Point labeling examples:
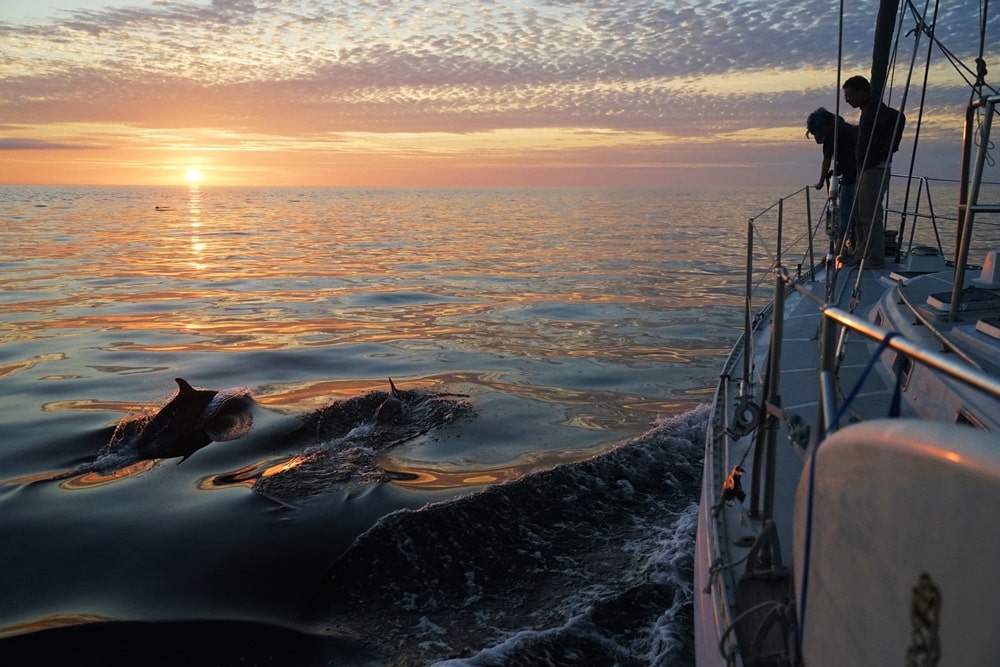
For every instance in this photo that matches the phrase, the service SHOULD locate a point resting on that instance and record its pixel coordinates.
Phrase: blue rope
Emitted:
(835, 423)
(831, 427)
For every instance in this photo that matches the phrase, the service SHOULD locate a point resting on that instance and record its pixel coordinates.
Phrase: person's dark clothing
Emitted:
(876, 134)
(847, 141)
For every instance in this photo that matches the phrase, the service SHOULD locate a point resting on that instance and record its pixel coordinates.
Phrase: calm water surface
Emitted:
(532, 328)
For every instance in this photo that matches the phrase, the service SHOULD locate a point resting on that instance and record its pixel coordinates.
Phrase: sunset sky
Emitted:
(439, 92)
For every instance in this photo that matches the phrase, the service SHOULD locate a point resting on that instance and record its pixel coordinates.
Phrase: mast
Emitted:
(885, 25)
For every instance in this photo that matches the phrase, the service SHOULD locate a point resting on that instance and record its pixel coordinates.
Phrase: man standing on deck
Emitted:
(877, 141)
(820, 124)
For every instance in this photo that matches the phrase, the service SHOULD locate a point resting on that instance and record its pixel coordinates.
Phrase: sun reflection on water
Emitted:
(194, 215)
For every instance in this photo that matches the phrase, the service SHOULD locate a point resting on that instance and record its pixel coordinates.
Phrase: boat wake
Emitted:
(587, 563)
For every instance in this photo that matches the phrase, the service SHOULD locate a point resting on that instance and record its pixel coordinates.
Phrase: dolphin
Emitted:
(176, 430)
(391, 408)
(192, 419)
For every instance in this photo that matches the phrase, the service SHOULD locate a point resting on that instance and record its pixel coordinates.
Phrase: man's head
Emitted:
(857, 91)
(819, 123)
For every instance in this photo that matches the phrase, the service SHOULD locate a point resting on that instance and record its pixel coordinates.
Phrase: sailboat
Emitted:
(852, 461)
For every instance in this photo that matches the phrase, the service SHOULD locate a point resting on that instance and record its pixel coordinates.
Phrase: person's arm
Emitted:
(824, 173)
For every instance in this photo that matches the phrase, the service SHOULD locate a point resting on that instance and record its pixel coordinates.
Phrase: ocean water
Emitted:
(530, 500)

### What to produce
Leave out the pictures and repeat everything else in the records exactly.

### The answer
For every instance in this photo that matches the phrase, the service SHOULD locate a point resting on that instance and record its pixel coordinates.
Phrase: blue rope
Emitted:
(835, 423)
(831, 427)
For every instance in this photo that matches the phrase, the service SHOULD locate a point resting on that instance and record its pixel coordinates.
Phrase: person's dark clothing
Emitted:
(876, 134)
(847, 141)
For every instance in this photo that matches the phrase, the service SHOULD locate a point resting on that instance and record its pixel coordinates.
Phrase: calm water surface
Emitted:
(532, 328)
For every instance in this photo that matches the phrase, the service SHOULD locate a point resting on that instance and record its pixel coordinates.
Phrase: sunset sky
Emitted:
(439, 92)
For every instance in this photo that matches the phrase, the service SHOULD locate a point resting on that instance and record its pixel coordinates.
Phrase: mast
Emitted:
(885, 25)
For every instance in this photo that matches the phrase, the service SHOULD locate a point resting on that instance and record its pixel coordinates.
Phrase: man standing on deck
Emitted:
(877, 141)
(820, 124)
For every instance in this photo that matches the phrase, the service SHOULD locate a point resting on that instance and record its pixel coordinates.
Phrase: sun reflection on water
Emitted:
(194, 215)
For every instance in this photo that matches the phrase, the service SHOULD locate a point resting on that instance and record its pixel coordinates.
Phrase: boat wake
Emitted:
(587, 563)
For every instance in this photo that matches the phrase, the service SHOULD locate a point resting on that instance and record its pixel coordinates.
Phrase: dolphin
Emitted:
(176, 430)
(391, 408)
(192, 419)
For every instance in this photo that matches the phrase, the service SHOULD locate a point resting on that instance and record its pixel coordinates.
Phrase: man's head
Emitted:
(857, 91)
(819, 123)
For every instance in this photo that matches the phrase, the service SHOULD locate a point resting on that instance and record its pixel coordinates.
Phrase: sailboat
Emitted:
(852, 461)
For every instance in this photo that matches the phrase, the service SHOULD locate a point resting on that instance and record its pixel coordinates.
Phrase: person's arm
Emitted:
(824, 173)
For every instance in this photo that matches the phrase, the service SHOULD locate a point resting on that instance and record its pixel coordinates.
Phrase: ocean water
Emitted:
(530, 500)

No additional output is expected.